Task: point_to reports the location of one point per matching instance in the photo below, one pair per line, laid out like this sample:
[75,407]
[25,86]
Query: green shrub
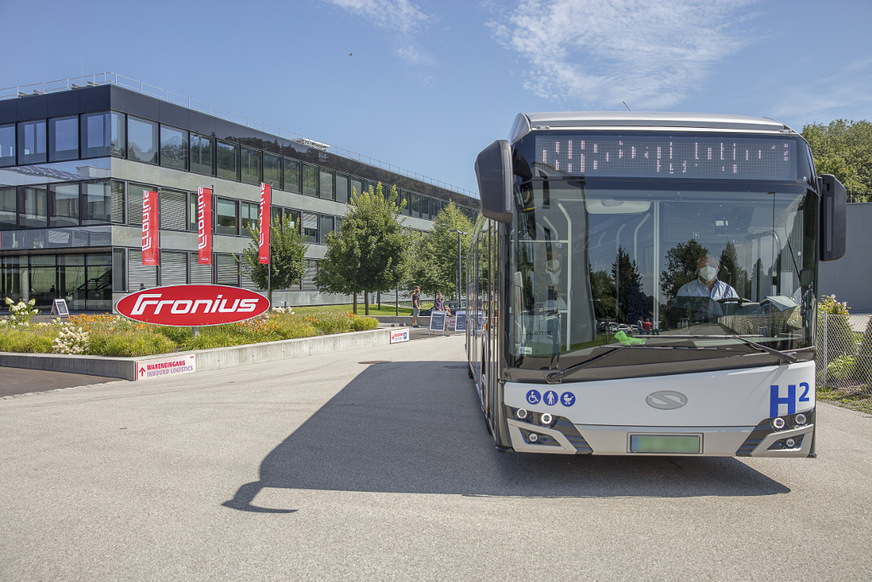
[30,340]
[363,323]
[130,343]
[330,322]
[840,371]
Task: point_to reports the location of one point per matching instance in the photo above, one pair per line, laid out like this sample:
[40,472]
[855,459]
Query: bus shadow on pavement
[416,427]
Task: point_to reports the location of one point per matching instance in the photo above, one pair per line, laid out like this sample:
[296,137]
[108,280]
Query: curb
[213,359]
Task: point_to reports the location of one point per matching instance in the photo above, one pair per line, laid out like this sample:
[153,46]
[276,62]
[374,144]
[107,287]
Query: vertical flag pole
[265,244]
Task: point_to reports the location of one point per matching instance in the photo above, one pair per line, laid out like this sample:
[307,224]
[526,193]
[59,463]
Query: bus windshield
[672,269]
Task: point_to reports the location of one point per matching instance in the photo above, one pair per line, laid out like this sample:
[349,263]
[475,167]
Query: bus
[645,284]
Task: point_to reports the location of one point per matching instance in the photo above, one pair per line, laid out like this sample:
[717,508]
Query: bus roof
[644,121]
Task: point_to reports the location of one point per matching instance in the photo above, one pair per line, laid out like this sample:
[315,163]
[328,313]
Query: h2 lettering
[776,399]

-- -- --

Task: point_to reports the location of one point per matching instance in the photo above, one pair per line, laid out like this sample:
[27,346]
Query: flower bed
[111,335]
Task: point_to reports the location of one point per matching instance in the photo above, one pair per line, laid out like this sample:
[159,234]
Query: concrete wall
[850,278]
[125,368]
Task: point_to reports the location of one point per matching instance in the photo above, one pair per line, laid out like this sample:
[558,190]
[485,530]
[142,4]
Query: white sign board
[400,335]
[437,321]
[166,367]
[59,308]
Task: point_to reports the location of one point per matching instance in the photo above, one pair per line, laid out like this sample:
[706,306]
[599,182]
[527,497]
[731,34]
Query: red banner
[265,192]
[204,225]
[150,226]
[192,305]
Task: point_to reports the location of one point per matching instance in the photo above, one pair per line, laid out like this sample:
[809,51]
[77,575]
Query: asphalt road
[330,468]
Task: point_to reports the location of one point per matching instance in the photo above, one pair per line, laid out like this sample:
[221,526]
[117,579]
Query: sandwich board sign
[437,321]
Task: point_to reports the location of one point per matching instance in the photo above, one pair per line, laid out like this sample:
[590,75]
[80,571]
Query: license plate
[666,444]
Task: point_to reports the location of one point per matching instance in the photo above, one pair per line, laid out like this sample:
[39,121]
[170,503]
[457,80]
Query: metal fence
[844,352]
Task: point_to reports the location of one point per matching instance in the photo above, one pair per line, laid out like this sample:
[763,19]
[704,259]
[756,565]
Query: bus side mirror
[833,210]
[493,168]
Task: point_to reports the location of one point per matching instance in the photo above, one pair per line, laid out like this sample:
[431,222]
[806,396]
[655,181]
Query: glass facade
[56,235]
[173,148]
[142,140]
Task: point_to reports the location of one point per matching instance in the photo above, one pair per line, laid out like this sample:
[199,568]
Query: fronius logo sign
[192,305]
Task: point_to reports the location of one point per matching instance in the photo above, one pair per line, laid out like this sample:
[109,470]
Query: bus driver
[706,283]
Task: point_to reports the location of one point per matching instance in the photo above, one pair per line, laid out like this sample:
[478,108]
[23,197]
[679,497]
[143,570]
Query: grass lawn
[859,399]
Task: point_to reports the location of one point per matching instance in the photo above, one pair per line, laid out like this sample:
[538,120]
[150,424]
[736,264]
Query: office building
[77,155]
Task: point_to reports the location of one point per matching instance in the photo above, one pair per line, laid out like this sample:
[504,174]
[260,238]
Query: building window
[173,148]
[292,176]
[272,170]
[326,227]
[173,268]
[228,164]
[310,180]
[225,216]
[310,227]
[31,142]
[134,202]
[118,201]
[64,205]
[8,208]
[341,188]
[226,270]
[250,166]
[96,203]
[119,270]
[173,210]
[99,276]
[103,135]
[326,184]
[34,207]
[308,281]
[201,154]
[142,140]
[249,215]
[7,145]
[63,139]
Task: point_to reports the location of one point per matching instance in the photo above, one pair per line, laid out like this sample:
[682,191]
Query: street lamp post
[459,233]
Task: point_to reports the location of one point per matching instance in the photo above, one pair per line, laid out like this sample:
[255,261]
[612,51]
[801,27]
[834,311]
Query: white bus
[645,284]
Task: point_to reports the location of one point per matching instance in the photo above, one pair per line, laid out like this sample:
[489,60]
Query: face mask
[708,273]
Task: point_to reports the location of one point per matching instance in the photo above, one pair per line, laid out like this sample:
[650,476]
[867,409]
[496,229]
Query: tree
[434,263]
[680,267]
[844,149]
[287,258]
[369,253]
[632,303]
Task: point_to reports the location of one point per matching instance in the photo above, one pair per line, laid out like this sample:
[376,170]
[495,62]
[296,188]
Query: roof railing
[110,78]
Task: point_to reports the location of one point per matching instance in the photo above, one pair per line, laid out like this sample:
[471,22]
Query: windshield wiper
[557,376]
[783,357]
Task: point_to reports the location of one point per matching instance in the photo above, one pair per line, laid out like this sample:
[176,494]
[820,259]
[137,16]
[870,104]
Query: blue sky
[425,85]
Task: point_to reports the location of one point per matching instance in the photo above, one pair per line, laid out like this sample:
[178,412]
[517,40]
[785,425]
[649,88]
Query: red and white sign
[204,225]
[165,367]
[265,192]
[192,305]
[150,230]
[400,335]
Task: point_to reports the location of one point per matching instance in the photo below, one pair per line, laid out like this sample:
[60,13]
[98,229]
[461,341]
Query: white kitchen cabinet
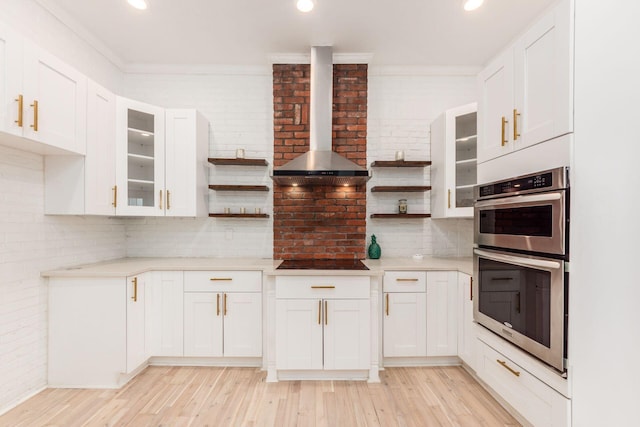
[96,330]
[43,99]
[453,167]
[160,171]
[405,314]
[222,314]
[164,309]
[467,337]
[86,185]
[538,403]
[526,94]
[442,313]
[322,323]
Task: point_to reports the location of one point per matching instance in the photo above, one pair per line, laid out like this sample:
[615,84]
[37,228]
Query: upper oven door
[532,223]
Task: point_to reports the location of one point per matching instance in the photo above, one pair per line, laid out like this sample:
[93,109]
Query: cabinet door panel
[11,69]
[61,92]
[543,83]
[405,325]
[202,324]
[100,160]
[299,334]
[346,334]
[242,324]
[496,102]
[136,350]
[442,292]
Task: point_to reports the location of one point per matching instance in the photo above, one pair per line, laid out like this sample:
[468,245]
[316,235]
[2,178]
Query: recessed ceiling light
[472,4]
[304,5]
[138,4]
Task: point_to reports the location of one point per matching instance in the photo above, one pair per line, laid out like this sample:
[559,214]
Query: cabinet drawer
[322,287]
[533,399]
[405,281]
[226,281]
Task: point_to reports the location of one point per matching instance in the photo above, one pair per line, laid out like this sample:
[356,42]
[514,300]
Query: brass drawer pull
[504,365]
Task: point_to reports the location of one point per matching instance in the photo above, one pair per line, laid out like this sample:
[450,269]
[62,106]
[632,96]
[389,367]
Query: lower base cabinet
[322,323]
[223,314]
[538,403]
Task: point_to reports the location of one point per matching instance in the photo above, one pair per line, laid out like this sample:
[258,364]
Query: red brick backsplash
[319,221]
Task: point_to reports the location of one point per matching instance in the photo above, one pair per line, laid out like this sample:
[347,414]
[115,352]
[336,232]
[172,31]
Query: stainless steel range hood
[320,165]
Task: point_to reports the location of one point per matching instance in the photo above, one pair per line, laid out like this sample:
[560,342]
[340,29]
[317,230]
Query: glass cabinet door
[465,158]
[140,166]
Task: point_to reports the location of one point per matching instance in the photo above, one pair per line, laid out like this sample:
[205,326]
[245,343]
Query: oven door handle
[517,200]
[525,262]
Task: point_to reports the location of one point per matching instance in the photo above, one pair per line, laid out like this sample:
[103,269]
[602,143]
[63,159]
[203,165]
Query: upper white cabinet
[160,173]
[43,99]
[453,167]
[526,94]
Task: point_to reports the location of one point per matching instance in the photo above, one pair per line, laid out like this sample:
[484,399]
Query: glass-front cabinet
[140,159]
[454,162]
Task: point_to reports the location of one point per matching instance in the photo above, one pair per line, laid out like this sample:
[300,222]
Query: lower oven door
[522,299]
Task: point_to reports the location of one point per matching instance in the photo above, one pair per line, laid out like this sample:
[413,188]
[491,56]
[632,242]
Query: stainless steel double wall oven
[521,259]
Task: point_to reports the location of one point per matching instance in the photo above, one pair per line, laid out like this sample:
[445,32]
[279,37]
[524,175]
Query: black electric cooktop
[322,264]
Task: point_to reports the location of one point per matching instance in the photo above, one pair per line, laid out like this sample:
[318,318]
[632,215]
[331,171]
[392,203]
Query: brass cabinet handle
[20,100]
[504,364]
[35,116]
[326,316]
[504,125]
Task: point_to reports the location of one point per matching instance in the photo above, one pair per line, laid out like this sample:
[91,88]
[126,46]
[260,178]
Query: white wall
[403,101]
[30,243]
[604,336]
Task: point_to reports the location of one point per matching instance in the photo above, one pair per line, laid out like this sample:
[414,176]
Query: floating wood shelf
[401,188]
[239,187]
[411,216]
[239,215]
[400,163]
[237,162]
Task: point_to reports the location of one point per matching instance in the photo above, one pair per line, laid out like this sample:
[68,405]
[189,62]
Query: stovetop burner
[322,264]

-- -- --

[PROBLEM TO SOLVE] Count how many lines in the entries above contain the string "windshield", treating uppercase and lowercase as different, and reply with only that number.

[RESULT FOR THIS EXERCISE] 2